> [EXERCISE INPUTS]:

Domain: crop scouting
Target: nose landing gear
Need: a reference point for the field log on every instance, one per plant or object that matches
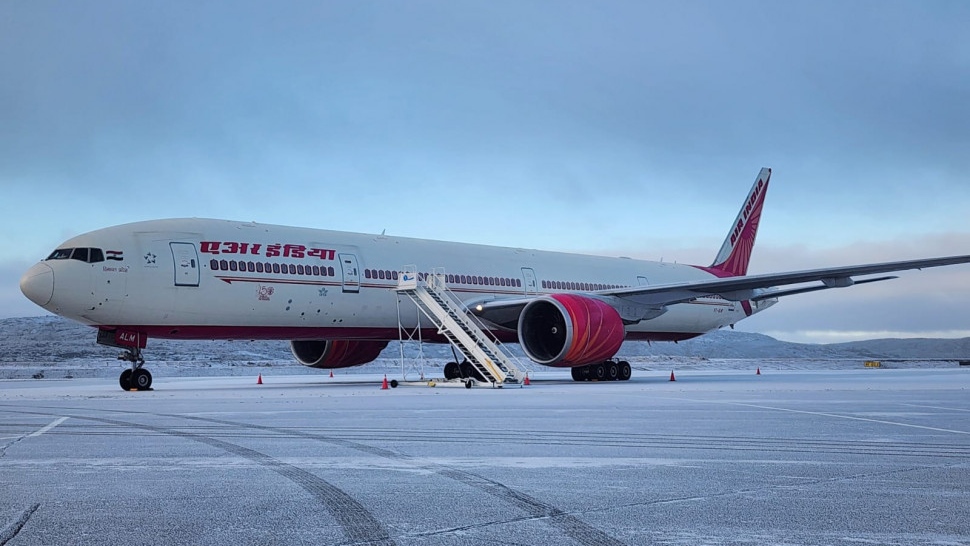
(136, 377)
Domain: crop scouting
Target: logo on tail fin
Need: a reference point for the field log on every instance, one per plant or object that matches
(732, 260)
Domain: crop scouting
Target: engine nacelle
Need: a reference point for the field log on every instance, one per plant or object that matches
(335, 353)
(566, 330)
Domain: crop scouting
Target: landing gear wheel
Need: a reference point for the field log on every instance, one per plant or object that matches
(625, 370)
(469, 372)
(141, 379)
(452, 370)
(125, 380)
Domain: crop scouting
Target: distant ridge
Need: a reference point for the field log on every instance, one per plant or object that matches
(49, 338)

--

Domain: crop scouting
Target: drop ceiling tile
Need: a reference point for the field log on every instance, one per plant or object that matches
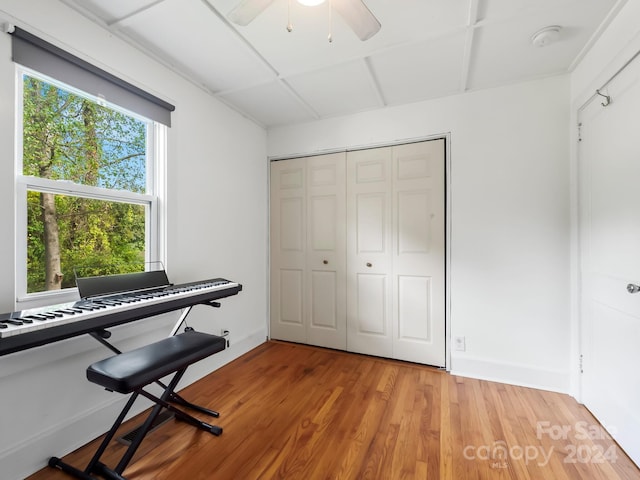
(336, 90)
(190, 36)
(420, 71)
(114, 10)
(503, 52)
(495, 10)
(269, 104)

> [WORK TASK]: Above are the entries; copy every line among them that contains the word "gear".

> [REPLY]:
Target: nose landing gear
Target: landing gear wheel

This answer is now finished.